Location labeling records:
------------------------------

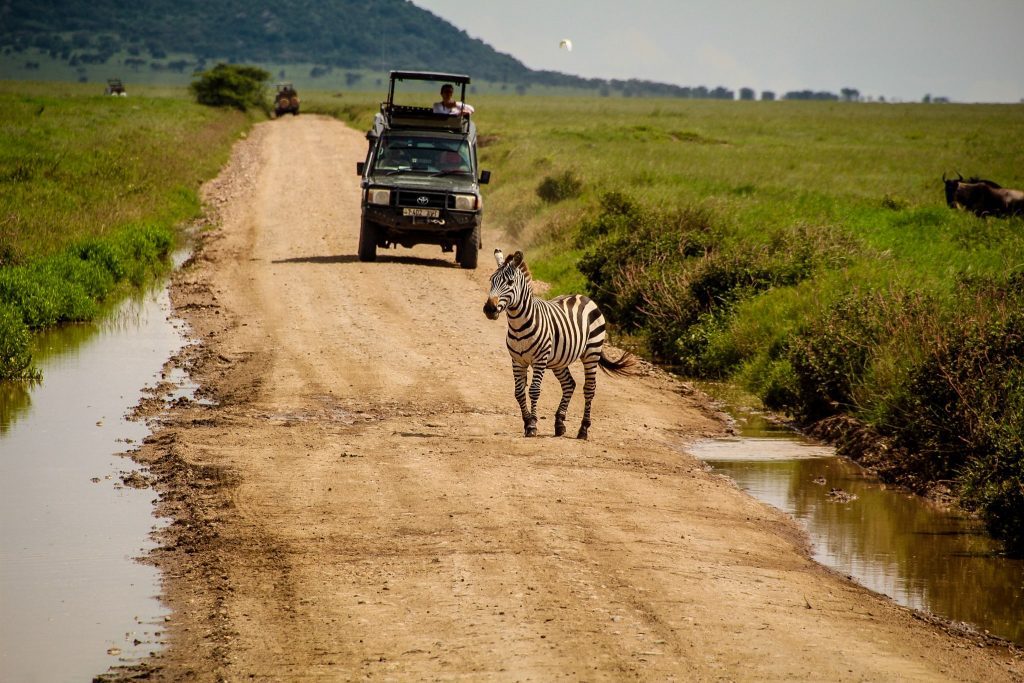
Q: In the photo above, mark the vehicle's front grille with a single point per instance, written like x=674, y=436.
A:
x=423, y=200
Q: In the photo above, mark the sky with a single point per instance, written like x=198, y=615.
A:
x=968, y=50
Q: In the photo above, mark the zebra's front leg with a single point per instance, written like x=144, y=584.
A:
x=568, y=386
x=528, y=417
x=589, y=389
x=535, y=396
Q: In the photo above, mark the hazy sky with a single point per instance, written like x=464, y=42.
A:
x=969, y=50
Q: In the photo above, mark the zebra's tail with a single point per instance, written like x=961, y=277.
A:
x=626, y=365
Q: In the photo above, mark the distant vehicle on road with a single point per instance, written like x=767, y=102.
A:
x=115, y=87
x=421, y=178
x=287, y=100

------------------------------

THE PROBLEM: Rescale the listing from the line containing "Q: In the photo above, mark the hazy" through the final line of the listing, and rewrite all of those lines, requests included. Multiply every x and y coordinate in the answers by 0.2 and round to whole numbers, with halves rounding up, but leave the requests and their sample coordinates unchanged.

SOLUTION TO THIS PROBLEM:
Q: In the photo above, mark the hazy sky with a single point per instance, written like x=464, y=42.
A:
x=194, y=10
Q: In the photo above, mark the zebra's tail with a single point per instance, written like x=961, y=277.
A:
x=125, y=73
Q: In the photo above, mark the distant vehicle on road with a single point per instance, written like x=767, y=102.
A:
x=23, y=17
x=84, y=36
x=57, y=20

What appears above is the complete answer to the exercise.